◆ Work order 1
Using the passage on bacterial flagella, answer these questions:
(a) What term does it use for flagella spread all over the surface of the cell?
(b) What shape is each flagellum?
(c) What protein are all bacterial flagella made of?
◆ Work order 2
Can you continue the passage on bacterial flagella, picking up right after its final sentence?

◆ Excerpt
####################

Bacterial flagella and movement
The most common means of locomotion in prokaryotes is via the rotation of flagella.These act as propellers, allowing the cell to swim through liquid media. A single cell may have many flagella spread all over the surface of the cell (peritrichous flagella), the flagella may be polar, found at one (monotrichous if single) or both ends (amphitrichous if only two in total). Lipotrichous flagella grow in tufts from one position on the cell surface.
Each flagellum is not straight but is helix shaped, with the length, wavelength, and amplitude of the helix varying from species to species. Although the presence or absence, the properties, and the position of the flagella can be used as taxonomic characters, all bacterial flagella are composed of the same protein: flagellin. However, much like cell wall composition, the situation in Archaea is very different, in that there are many different proteins in this kingdom that perform analogous functions.

####################

◆ Listed entries
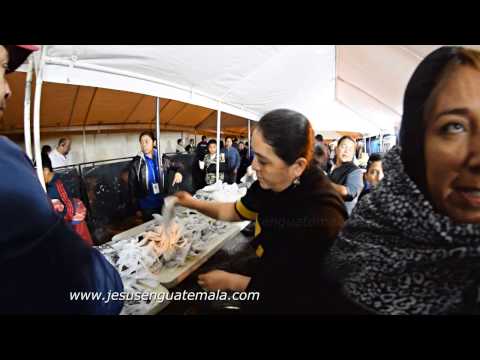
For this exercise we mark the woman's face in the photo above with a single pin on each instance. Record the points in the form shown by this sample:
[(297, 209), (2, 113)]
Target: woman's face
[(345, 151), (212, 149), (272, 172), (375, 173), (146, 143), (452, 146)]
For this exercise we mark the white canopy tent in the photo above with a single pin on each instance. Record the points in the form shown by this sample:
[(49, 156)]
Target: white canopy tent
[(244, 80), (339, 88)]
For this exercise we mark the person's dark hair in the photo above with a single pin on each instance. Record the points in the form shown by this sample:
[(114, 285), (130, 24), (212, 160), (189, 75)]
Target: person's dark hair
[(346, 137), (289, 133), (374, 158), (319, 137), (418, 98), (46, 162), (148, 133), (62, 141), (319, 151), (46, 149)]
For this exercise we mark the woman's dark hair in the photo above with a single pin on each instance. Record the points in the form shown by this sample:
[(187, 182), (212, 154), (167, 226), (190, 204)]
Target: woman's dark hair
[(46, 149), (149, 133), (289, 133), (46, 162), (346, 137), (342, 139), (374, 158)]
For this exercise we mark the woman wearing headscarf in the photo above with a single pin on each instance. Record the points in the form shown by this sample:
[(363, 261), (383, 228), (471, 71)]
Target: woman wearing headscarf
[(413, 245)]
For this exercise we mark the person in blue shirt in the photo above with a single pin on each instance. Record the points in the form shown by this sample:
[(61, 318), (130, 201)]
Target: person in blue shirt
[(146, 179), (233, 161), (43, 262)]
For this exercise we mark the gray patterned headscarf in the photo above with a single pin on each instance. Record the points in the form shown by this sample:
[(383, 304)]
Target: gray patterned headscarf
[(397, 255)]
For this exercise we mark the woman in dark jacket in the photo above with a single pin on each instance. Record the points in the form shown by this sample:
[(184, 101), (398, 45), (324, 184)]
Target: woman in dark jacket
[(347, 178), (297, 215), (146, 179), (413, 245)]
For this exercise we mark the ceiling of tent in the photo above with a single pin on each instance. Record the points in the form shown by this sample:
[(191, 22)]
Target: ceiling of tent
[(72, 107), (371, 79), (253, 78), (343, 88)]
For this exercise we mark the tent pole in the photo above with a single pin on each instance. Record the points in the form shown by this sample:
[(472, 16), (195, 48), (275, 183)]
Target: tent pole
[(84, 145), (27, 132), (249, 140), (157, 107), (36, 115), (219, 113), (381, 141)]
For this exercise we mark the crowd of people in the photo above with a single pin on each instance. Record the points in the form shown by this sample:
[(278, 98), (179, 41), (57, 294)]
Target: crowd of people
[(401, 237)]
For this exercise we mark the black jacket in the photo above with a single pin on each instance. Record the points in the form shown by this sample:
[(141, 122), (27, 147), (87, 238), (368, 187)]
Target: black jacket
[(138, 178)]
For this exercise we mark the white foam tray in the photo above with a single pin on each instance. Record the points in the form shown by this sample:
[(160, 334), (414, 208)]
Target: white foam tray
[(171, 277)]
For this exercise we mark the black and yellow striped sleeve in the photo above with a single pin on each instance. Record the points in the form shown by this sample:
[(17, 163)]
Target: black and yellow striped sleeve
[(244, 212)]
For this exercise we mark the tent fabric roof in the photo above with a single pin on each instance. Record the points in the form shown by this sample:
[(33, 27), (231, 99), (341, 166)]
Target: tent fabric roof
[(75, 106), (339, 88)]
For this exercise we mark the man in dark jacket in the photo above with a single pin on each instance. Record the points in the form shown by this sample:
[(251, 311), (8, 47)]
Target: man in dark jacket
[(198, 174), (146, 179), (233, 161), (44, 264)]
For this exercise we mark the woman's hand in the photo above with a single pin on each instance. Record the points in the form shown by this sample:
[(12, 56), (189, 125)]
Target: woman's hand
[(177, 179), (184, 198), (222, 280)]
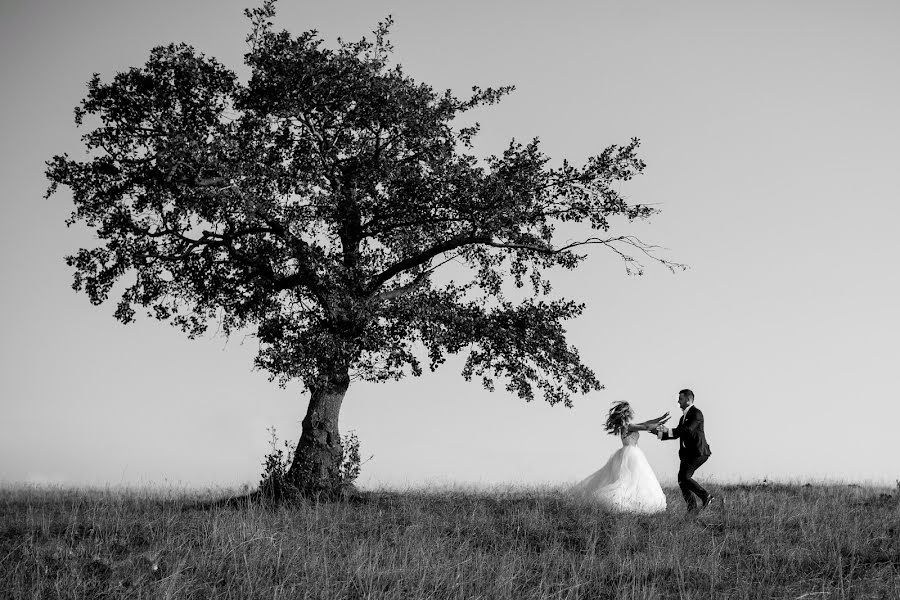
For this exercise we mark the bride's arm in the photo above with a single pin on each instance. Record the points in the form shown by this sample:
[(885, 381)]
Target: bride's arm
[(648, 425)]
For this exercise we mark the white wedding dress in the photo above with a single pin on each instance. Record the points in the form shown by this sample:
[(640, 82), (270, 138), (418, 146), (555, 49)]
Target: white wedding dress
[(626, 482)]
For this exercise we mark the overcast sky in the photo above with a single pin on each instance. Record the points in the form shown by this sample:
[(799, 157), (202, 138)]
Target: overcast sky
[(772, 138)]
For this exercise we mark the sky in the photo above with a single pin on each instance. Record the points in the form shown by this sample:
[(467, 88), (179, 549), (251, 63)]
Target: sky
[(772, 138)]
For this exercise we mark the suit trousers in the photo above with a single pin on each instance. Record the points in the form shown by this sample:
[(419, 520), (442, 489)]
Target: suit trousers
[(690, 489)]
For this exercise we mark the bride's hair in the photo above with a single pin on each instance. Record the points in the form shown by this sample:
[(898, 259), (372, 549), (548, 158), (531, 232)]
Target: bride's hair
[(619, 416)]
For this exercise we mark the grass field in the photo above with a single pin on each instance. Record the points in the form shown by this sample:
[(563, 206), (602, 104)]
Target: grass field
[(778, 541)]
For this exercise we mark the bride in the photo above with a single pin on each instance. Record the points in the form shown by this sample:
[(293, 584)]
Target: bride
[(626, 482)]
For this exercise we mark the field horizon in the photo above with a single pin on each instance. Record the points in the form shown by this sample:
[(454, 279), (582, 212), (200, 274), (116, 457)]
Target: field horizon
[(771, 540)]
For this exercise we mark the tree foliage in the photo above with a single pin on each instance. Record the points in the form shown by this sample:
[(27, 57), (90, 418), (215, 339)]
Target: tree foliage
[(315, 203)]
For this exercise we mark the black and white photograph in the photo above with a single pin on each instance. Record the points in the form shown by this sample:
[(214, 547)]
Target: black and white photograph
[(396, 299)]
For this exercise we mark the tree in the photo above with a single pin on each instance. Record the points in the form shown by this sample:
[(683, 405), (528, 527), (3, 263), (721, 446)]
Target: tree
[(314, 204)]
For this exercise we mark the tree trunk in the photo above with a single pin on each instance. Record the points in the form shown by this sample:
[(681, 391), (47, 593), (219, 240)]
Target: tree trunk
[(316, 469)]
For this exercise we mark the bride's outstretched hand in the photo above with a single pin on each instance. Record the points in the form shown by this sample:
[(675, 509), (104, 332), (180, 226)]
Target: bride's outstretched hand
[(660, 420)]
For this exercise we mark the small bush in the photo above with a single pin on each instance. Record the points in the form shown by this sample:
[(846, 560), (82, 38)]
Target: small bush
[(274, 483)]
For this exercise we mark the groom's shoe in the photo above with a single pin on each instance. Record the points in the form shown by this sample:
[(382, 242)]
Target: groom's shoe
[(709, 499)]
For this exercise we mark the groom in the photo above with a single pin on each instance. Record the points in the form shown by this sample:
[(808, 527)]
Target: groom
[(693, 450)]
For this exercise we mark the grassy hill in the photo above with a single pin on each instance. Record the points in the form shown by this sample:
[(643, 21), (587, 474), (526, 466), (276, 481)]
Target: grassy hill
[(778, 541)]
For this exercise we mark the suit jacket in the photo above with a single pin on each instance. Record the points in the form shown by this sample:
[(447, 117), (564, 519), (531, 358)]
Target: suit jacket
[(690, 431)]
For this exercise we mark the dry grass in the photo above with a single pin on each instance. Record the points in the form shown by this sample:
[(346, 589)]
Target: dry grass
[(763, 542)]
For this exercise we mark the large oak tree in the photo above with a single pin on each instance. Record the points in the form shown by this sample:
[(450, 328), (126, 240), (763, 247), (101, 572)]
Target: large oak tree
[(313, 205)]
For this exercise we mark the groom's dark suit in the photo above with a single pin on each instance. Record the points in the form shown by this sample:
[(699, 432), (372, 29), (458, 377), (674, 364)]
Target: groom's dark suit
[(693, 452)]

####################

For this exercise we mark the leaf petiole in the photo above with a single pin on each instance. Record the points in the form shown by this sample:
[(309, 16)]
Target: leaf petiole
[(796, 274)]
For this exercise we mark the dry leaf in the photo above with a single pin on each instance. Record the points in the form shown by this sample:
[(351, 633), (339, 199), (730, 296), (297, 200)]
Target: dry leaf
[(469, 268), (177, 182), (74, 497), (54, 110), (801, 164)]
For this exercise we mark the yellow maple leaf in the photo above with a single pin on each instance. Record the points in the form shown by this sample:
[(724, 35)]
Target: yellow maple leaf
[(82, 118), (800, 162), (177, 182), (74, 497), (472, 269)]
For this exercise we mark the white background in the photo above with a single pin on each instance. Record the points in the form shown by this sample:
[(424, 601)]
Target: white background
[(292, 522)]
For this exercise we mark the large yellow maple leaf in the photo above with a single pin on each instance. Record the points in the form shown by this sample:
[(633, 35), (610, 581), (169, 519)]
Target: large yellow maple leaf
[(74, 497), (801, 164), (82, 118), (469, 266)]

####################

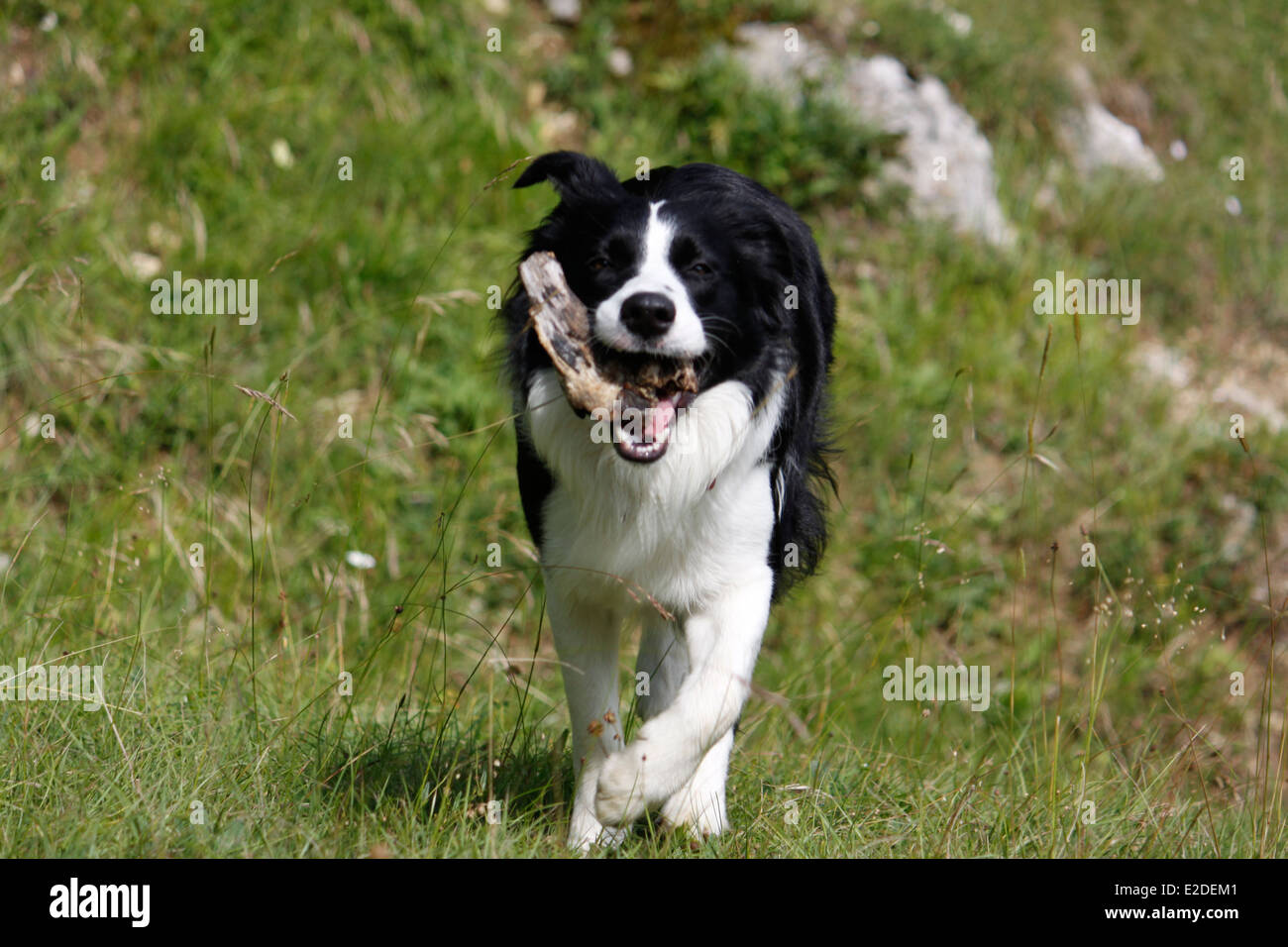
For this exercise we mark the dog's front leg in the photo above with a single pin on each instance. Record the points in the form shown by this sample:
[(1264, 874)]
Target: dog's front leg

####################

◆ Answer section 1
(a) Peritrichous.
(b) Helix shaped.
(c) Flagellin.

◆ Answer section 2
▶The structure of the Bacterial flagellum
The flagellin filament is only visible using the light microscope if it is complexed with another compound to increase its thickness. The filament is only 20 nm in diameter, but can be up to 20 mm in length. In Gram-negative Bacteria, the motor proteins (providing rotation) are buried in the cytoplasmic membrane, with a drive shaft passing through the peptidoglycan in the periplasm via the P ring and the outer membrane via the L ring.
The drive shaft is attached to the flagellin filament by means of a flexible hook. Flagella are biosynthesized from the MS ring upwards, with motor proteins, P ring, L ring, and the hook sequentially added. The hook has a cap on top, and the flagellin filament elongates between these two substructures.
The flagellar motor is an adapted proton uniport. The cell must have an electron potential gradient across the membrane and an ingress of protons through the motor causes the MS ring, and thus the flagellin, to rotate. This is an example of a simple bioenergetic process.
▶Movement with flagella
Bacterial movement in solution can be divided into two main actions: the run is where the bacterium moves in a straight line towards an attractant. If the attractant moves or disappears, then the cell tumbles (moves around randomly on the spot) before beginning another run. Random tumbling is the only form of steering that bacteria have at their disposal.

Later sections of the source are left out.